++++ INFORMATION SHOWN ++++

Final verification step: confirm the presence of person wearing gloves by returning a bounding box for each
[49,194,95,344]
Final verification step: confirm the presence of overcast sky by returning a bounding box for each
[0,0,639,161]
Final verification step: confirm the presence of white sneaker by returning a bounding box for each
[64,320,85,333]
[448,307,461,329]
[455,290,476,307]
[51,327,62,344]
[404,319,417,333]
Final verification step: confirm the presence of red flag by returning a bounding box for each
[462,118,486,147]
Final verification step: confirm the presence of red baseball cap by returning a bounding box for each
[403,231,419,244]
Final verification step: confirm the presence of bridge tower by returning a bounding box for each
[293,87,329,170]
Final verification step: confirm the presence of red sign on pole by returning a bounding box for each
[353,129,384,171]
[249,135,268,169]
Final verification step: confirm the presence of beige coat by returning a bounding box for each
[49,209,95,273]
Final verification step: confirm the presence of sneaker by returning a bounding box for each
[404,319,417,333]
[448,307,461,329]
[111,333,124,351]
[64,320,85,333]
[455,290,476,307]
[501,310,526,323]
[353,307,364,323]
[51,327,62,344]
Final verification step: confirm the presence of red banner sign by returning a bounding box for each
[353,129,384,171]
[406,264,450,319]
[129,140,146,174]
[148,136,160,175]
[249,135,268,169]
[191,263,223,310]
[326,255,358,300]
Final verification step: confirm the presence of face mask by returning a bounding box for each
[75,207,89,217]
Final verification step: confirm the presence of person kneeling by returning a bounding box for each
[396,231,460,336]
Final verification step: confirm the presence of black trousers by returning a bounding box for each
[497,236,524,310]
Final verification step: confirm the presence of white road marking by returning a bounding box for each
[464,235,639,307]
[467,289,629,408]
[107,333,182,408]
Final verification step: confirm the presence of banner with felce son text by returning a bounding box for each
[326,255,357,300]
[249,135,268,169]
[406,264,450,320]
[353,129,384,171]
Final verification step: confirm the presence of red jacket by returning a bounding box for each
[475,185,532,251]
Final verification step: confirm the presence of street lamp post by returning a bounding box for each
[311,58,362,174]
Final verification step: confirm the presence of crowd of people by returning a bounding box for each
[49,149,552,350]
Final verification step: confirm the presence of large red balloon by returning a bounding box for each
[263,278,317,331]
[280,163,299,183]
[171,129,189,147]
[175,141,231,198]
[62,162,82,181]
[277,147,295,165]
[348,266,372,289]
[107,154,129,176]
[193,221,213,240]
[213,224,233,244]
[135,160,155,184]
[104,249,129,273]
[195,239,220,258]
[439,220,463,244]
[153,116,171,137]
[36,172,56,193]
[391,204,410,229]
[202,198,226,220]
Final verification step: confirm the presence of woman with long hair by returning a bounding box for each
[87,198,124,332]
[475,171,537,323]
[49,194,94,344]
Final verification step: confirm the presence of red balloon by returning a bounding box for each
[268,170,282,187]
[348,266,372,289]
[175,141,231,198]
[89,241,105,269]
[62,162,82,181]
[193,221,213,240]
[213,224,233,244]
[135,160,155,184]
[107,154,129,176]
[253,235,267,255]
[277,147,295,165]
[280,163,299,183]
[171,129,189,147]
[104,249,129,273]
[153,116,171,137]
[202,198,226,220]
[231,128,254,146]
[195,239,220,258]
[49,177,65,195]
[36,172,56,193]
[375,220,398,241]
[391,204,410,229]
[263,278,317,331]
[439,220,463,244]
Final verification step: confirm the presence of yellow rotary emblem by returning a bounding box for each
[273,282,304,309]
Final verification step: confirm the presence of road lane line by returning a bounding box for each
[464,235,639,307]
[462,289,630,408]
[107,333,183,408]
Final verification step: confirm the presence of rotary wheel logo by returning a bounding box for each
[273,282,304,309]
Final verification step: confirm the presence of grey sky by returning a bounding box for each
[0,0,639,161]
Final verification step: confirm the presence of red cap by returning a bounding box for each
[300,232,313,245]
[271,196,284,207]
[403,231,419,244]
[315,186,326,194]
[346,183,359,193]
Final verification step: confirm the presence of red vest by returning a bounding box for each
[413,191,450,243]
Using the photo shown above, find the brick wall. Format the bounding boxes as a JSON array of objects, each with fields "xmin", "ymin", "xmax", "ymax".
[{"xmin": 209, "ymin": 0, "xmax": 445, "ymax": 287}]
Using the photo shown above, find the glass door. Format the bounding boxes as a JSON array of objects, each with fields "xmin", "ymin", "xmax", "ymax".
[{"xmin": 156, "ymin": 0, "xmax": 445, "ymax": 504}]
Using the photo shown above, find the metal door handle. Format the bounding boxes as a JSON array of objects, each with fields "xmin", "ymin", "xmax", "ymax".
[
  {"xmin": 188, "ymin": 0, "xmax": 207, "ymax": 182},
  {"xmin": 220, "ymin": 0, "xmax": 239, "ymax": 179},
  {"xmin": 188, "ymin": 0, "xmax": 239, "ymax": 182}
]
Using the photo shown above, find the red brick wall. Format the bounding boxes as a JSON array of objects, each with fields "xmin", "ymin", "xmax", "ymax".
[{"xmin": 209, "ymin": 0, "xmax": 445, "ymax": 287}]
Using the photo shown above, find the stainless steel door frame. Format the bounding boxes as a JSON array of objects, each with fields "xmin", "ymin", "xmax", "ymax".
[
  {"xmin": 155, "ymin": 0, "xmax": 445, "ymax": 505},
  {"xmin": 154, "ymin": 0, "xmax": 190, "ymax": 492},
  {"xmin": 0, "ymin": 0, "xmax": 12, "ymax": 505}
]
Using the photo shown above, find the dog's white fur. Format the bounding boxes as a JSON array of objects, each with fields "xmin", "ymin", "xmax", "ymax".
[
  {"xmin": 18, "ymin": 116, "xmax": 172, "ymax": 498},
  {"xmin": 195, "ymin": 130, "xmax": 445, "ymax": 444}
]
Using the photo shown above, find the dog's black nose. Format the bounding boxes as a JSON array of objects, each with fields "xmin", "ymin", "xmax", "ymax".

++++

- WHAT YOU NEED TO DO -
Rewrite all of the lines above as a numbered list, skipping any blank lines.

- RESPONSE BELOW -
1. Final verification step: confirm the presence of person wearing gloves by returning a bounding box for each
2. [49,194,95,344]
3. Final verification step: confirm the presence of overcast sky by returning a bounding box for each
4. [0,0,639,161]
5. Final verification step: confirm the presence of white sneaker by returning a bounding box for each
6. [64,320,85,333]
7. [448,307,461,329]
8. [455,290,476,307]
9. [51,327,62,344]
10. [404,319,417,333]
11. Final verification step: confirm the presence of red flag by returning a bounding box for each
12. [462,118,486,147]
13. Final verification step: confirm the presence of red baseball cap by returning a bounding box for each
14. [403,231,419,244]
15. Final verification step: confirm the presence of bridge tower by returning a bounding box for each
16. [293,87,329,170]
17. Final verification step: confirm the presence of red sign on pole by returning a bounding box for each
18. [353,129,384,171]
19. [249,135,268,169]
20. Final verification step: confirm the presence of beige coat by returning a bounding box for each
21. [49,209,95,273]
22. Final verification step: confirm the presence of sneaker by returning a bounding box for each
23. [404,319,417,333]
24. [448,307,461,329]
25. [111,333,124,351]
26. [64,320,85,333]
27. [455,290,476,307]
28. [501,310,526,323]
29. [353,307,364,323]
30. [51,327,62,344]
31. Final verification step: confirm the presence of red banner sign by returning a bounding box for each
32. [353,129,384,171]
33. [406,264,450,319]
34. [129,140,146,174]
35. [148,136,160,175]
36. [249,135,268,169]
37. [191,263,223,310]
38. [326,255,358,300]
39. Final verification step: confirm the presence of face mask by returning a bounding box for each
40. [75,207,89,217]
41. Final verification step: confirm the presence of person kneeling by returning a bounding box for each
42. [396,231,460,336]
43. Final verification step: confirm the presence of black trousers by returning a bounding box for each
44. [497,236,524,310]
45. Final verification step: confirm the presence of white road marking by returning a bounding box for each
46. [464,235,639,307]
47. [467,289,629,408]
48. [107,333,182,408]
49. Final verification step: confirm the presence of banner with felce son text by returning a bounding box for each
50. [326,255,357,300]
51. [249,135,268,169]
52. [406,264,450,320]
53. [353,129,384,171]
54. Final verification step: confirm the presence of red jacket by returning a bounding box for each
55. [475,185,532,251]
56. Final verification step: confirm the presence of street lamp post by returning a bounding box for each
57. [311,58,362,174]
58. Final verification step: confirm the presence of crowd of people by returning a bounding box for each
59. [49,149,552,350]
60. Final verification step: confirm the presence of large red balloon by returning a bounding box for each
61. [263,278,317,331]
62. [280,163,299,183]
63. [171,129,189,147]
64. [175,141,231,198]
65. [62,162,82,181]
66. [277,147,295,165]
67. [348,266,372,289]
68. [107,154,129,176]
69. [193,221,213,240]
70. [213,224,233,244]
71. [135,160,155,184]
72. [104,249,129,273]
73. [195,239,220,258]
74. [439,220,463,244]
75. [153,116,171,137]
76. [36,172,56,193]
77. [391,204,410,229]
78. [202,198,226,220]
79. Final verification step: confirm the presence of woman with long hair by returning a bounding box for each
80. [87,198,124,332]
81. [475,171,537,323]
82. [49,194,94,344]
83. Final verification step: confirm the presence of red balloon by returning a bounding box for each
84. [268,170,282,187]
85. [348,266,372,289]
86. [175,141,231,198]
87. [89,241,105,269]
88. [62,162,82,181]
89. [193,221,213,240]
90. [213,224,233,244]
91. [135,160,155,184]
92. [107,154,129,176]
93. [253,235,267,255]
94. [277,147,295,165]
95. [280,163,299,183]
96. [171,129,189,147]
97. [104,249,129,273]
98. [153,116,171,137]
99. [202,198,226,220]
100. [231,128,254,146]
101. [195,239,220,258]
102. [49,177,65,195]
103. [36,172,56,193]
104. [375,220,398,241]
105. [391,204,410,229]
106. [263,278,317,331]
107. [439,220,463,244]
108. Final verification step: confirm the presence of yellow rotary emblem by returning a bounding box for each
109. [273,282,304,309]
110. Final verification step: confirm the presence of road lane line by returning a bounding box for each
111. [464,235,639,307]
112. [462,289,630,408]
113. [107,333,183,408]
114. Final verification step: confirm the presence of rotary wheel logo by returning a bounding box for each
115. [273,282,304,309]
116. Final verification step: confirm the presence of grey sky by returning a bounding box for each
117. [0,0,639,161]
118. Final verification step: confirm the presence of red cap by returning a bounding box for each
119. [300,232,313,245]
120. [271,196,284,207]
121. [403,231,419,244]
122. [315,186,326,194]
123. [346,183,359,193]
124. Final verification step: confirm the presence of red vest by returning a bounding box for each
125. [413,191,450,243]
126. Using the photo shown above, find the brick wall. Format the bounding boxes as a JSON array of objects, each with fields "xmin", "ymin", "xmax", "ymax".
127. [{"xmin": 209, "ymin": 0, "xmax": 445, "ymax": 287}]
128. Using the photo shown above, find the glass door. Format the bounding boxes as a JSON array of objects, each with fields "xmin", "ymin", "xmax", "ymax".
129. [{"xmin": 156, "ymin": 0, "xmax": 445, "ymax": 504}]
130. Using the photo shown above, find the metal door handle. Format the bounding boxes as a JSON array of objects, each with fields "xmin", "ymin", "xmax", "ymax".
131. [
132.   {"xmin": 188, "ymin": 0, "xmax": 207, "ymax": 182},
133.   {"xmin": 220, "ymin": 0, "xmax": 239, "ymax": 179},
134.   {"xmin": 188, "ymin": 0, "xmax": 239, "ymax": 182}
135. ]
136. Using the photo shown above, find the red brick wall. Format the bounding boxes as a JSON array of objects, each with fields "xmin", "ymin", "xmax", "ymax".
137. [{"xmin": 209, "ymin": 0, "xmax": 445, "ymax": 287}]
138. Using the photo shown above, find the stainless steel door frame. Format the bounding boxes as a JSON array of objects, each with fields "xmin", "ymin", "xmax", "ymax".
139. [
140.   {"xmin": 155, "ymin": 0, "xmax": 445, "ymax": 505},
141.   {"xmin": 154, "ymin": 0, "xmax": 190, "ymax": 492},
142.   {"xmin": 0, "ymin": 0, "xmax": 12, "ymax": 505}
143. ]
144. Using the photo shown above, find the dog's white fur. Format the bounding boxes as a JSON array of objects, each with fields "xmin", "ymin", "xmax", "ymax".
145. [
146.   {"xmin": 18, "ymin": 116, "xmax": 172, "ymax": 498},
147.   {"xmin": 195, "ymin": 130, "xmax": 445, "ymax": 444}
148. ]
149. Using the photo shown above, find the dog's black nose. Format the bounding boxes as a JSON array of objects, each with fields "xmin", "ymin", "xmax", "ymax".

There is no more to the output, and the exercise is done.